* **REQUIRED WORK**
Convert the records from the line containing "Each <instance> block" up to and including the line containing "722L38 797L99 880L210" into a Markdown table with the columns Row and Line, omitting blank lines.

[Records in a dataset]
------------------------------------------------

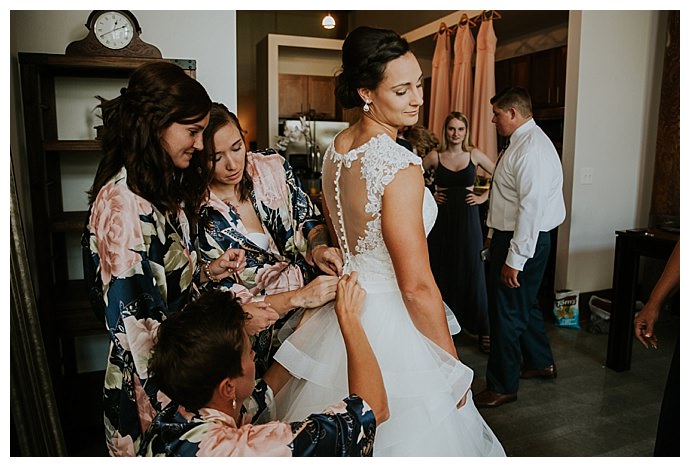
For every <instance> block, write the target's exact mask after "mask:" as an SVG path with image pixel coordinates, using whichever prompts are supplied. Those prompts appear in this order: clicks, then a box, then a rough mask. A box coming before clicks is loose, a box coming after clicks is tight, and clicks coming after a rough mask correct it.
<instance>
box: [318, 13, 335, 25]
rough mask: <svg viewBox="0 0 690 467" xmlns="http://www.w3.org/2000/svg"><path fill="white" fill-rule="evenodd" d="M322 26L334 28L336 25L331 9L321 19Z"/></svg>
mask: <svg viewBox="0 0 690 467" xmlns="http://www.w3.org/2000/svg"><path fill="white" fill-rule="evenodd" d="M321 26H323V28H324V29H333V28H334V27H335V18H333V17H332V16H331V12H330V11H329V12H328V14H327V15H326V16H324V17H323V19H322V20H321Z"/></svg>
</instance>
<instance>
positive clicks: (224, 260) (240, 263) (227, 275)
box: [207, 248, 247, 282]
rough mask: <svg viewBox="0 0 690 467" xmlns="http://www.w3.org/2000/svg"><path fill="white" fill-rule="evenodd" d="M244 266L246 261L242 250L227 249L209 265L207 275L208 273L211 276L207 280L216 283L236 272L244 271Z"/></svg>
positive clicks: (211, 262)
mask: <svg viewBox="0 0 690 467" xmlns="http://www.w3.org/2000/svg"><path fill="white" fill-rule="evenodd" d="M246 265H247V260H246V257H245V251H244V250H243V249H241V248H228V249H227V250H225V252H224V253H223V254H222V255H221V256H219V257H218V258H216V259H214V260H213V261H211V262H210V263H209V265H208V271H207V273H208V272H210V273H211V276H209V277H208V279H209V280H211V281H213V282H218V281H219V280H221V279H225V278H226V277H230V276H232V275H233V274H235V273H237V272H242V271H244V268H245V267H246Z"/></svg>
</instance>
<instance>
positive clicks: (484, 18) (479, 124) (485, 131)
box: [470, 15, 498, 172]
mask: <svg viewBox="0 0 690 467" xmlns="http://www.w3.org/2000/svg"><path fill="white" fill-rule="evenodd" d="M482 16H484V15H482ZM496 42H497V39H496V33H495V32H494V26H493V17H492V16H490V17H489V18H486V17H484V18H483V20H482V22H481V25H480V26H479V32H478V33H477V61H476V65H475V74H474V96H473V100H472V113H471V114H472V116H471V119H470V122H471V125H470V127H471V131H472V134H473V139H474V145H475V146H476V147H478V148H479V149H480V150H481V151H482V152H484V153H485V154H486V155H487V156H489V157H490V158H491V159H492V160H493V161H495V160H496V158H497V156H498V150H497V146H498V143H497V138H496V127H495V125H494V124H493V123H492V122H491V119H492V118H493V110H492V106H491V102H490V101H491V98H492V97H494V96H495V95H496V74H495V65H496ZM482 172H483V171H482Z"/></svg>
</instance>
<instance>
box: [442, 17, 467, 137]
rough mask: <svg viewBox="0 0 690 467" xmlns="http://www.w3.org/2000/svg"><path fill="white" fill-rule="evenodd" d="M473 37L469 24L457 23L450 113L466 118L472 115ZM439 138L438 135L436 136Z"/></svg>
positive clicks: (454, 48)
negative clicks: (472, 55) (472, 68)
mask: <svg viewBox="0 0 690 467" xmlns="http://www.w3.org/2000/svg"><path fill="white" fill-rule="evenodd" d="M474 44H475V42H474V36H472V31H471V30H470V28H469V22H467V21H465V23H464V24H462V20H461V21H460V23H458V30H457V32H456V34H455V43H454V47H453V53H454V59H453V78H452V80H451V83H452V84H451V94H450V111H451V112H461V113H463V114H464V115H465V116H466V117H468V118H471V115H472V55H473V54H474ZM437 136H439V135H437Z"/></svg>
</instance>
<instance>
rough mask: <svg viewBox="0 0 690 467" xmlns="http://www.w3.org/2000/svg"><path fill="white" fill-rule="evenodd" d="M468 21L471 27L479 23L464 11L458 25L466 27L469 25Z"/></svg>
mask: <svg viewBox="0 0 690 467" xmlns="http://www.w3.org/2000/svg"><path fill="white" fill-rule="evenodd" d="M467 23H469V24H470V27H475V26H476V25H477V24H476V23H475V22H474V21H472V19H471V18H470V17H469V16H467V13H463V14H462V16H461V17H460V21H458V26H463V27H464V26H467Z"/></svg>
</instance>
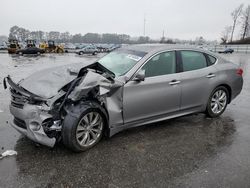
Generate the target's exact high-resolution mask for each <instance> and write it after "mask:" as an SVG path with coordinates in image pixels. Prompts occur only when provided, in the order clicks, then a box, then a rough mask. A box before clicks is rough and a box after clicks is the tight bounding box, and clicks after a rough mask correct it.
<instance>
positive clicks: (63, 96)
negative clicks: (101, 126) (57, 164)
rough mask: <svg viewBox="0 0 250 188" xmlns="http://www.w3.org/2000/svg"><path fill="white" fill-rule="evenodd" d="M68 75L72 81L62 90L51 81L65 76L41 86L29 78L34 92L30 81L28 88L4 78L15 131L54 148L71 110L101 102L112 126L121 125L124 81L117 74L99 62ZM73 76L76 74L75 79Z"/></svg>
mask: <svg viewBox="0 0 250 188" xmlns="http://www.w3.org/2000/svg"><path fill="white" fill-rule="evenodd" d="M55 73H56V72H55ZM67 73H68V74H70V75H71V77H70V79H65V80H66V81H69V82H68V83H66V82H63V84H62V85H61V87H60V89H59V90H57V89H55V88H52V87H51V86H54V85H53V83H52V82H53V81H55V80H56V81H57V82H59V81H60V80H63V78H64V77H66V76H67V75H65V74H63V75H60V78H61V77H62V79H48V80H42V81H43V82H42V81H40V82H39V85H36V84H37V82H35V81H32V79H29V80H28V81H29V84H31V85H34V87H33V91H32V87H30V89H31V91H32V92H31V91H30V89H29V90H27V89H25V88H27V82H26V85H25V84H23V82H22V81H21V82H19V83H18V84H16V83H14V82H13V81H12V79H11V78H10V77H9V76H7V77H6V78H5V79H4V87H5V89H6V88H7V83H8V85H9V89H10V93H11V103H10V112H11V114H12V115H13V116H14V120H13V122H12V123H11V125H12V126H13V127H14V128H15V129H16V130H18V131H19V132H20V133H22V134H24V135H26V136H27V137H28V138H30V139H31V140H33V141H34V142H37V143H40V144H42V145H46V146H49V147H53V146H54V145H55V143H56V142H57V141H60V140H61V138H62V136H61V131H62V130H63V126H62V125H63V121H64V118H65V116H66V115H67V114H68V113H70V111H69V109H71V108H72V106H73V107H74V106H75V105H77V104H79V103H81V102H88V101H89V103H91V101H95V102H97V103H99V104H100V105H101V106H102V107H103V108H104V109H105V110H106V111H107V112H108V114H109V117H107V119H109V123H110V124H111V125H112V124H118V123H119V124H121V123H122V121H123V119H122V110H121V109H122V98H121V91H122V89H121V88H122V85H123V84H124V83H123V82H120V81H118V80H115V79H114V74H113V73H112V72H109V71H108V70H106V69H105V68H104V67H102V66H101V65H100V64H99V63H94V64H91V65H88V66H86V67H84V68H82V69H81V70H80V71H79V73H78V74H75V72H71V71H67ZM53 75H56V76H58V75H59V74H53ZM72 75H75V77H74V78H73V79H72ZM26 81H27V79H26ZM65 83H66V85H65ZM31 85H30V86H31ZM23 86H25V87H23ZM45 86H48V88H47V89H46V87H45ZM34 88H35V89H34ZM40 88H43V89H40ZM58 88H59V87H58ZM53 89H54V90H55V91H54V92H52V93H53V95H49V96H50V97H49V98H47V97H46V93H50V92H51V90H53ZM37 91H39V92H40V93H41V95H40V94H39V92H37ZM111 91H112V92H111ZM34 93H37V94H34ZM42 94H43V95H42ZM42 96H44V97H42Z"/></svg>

------------------------------------------------

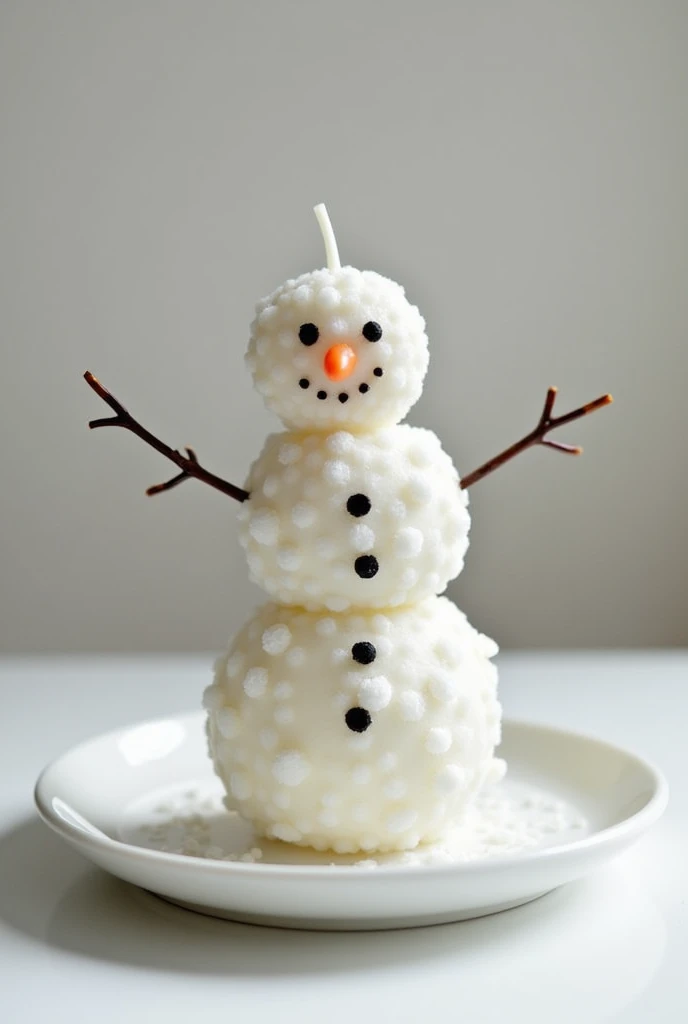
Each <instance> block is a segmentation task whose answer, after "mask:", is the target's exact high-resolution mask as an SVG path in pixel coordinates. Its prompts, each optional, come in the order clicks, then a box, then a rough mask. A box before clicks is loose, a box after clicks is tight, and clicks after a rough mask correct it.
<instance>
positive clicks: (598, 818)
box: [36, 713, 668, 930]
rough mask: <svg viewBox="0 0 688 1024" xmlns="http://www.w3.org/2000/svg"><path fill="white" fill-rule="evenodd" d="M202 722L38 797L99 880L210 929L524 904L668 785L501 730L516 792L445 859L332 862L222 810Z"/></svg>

------------------------------------------------

* **TASK SOLUTION**
| Row | Line |
|---|---|
| 1 | Each <instance> block is a segmentation task whose answer, after "mask:", is the target's exact high-resolution mask as an SVG path in pixel coordinates. Its prompts, each optional, come in the order clicks, then a box, then a rough mask. A box before clicks is loose, a box after clicks is tight, and clicks after a rough mask correct it. |
| 2 | <instance> |
| 3 | positive clicks: (598, 818) |
| 4 | box: [36, 713, 668, 930] |
| 5 | rough mask: <svg viewBox="0 0 688 1024" xmlns="http://www.w3.org/2000/svg"><path fill="white" fill-rule="evenodd" d="M202 722L38 797L99 880L210 929L524 904L668 785L501 730L516 792L445 859L332 862L222 810Z"/></svg> |